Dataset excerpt
>> start

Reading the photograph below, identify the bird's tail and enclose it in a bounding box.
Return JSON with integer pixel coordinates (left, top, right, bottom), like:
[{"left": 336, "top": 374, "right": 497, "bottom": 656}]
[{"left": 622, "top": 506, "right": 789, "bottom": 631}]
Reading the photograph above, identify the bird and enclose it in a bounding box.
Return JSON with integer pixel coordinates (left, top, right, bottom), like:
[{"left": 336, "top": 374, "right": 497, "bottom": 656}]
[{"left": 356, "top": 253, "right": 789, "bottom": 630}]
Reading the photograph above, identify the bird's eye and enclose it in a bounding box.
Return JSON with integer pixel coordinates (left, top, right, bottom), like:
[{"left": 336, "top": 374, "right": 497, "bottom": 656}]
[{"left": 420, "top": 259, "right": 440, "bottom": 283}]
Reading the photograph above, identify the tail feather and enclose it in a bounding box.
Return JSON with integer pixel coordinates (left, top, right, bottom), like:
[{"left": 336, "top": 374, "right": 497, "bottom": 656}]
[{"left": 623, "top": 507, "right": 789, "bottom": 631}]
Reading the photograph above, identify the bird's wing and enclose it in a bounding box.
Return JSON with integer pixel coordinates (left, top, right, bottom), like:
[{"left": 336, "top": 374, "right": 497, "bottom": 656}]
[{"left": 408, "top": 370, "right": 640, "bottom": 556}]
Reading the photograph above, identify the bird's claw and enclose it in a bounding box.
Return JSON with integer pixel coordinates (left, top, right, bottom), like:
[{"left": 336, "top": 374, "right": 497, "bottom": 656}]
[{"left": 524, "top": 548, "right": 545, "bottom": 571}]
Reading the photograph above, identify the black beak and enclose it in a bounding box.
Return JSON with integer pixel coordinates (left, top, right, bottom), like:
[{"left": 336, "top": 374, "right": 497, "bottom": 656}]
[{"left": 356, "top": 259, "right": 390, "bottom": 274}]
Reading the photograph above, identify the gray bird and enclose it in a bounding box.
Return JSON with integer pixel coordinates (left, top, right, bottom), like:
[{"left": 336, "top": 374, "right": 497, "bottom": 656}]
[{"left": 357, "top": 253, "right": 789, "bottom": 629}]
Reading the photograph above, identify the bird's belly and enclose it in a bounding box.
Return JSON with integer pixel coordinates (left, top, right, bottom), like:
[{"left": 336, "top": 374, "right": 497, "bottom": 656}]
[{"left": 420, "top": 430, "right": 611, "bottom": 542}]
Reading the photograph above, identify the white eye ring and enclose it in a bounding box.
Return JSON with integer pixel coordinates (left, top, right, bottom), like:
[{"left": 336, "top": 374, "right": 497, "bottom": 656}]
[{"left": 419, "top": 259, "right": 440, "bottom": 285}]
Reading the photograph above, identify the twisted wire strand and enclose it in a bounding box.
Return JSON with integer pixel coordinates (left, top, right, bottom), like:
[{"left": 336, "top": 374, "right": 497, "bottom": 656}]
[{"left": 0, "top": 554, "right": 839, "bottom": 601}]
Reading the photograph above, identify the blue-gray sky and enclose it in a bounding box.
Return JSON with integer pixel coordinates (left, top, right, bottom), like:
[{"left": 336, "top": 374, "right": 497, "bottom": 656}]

>> end

*Problem to work on*
Emit the full listing verbatim.

*Response to the exercise*
Reading the photograph below, identify the bird's tail and enclose it in a bounding box.
Return JSON with integer pixel coordinates (left, top, right, bottom), like:
[{"left": 336, "top": 374, "right": 497, "bottom": 656}]
[{"left": 622, "top": 506, "right": 789, "bottom": 631}]
Reading the photograph above, identify the bird and enclose it in a bounding box.
Return JSON with integer pixel coordinates (left, top, right, bottom), like:
[{"left": 336, "top": 374, "right": 497, "bottom": 656}]
[{"left": 356, "top": 253, "right": 789, "bottom": 630}]
Reading the photograph above, identify the bird's eye and enclose it in a bounding box.
Return JSON with integer pixel coordinates (left, top, right, bottom), like:
[{"left": 336, "top": 374, "right": 497, "bottom": 656}]
[{"left": 420, "top": 259, "right": 440, "bottom": 283}]
Reading the photograph above, identify the tail feather and enclose it in a bounding box.
Return JSON with integer pixel coordinates (left, top, right, bottom), like:
[{"left": 336, "top": 374, "right": 497, "bottom": 656}]
[{"left": 623, "top": 507, "right": 789, "bottom": 631}]
Reading the photograph above, identify the bird's wing and enclose it in a bounding box.
Return JSON with integer pixel coordinates (left, top, right, bottom), like:
[{"left": 336, "top": 374, "right": 497, "bottom": 656}]
[{"left": 408, "top": 370, "right": 640, "bottom": 556}]
Reading the photograph above, identify the bird's claw and enclose it in a bounding box.
Return JSON with integer pixel coordinates (left, top, right, bottom), like:
[{"left": 336, "top": 374, "right": 497, "bottom": 656}]
[{"left": 524, "top": 548, "right": 545, "bottom": 571}]
Reading the photograph above, identify the black beak and enclose it in a bounding box.
Return JSON with integer pixel coordinates (left, top, right, bottom), like:
[{"left": 336, "top": 374, "right": 497, "bottom": 656}]
[{"left": 356, "top": 259, "right": 390, "bottom": 274}]
Reading the photograph above, identify the gray bird and enclose it in a bounding box.
Return JSON with integer pixel coordinates (left, top, right, bottom), like:
[{"left": 336, "top": 374, "right": 497, "bottom": 656}]
[{"left": 357, "top": 253, "right": 789, "bottom": 629}]
Reading the photograph above, identify the bird's belly and enclose it in a bounding box.
Return JSON with integer pixel coordinates (left, top, right, bottom), like:
[{"left": 336, "top": 374, "right": 497, "bottom": 656}]
[{"left": 420, "top": 430, "right": 611, "bottom": 542}]
Reading the photograph above, identify the white eye ring and enclose it in a bounding box.
Return JSON with integer pixel coordinates (left, top, right, bottom), like:
[{"left": 336, "top": 374, "right": 497, "bottom": 656}]
[{"left": 419, "top": 259, "right": 440, "bottom": 285}]
Reading the photograph above, identify the twisted wire strand and enclose it in a bounding box.
Return JSON with integer pixel coordinates (left, top, right, bottom), like:
[{"left": 336, "top": 374, "right": 497, "bottom": 656}]
[{"left": 0, "top": 554, "right": 839, "bottom": 601}]
Reading the photograph above, identify the blue-gray sky and enclose it in a bounding box.
Return JSON with integer pixel coordinates (left, top, right, bottom), like:
[{"left": 336, "top": 374, "right": 497, "bottom": 656}]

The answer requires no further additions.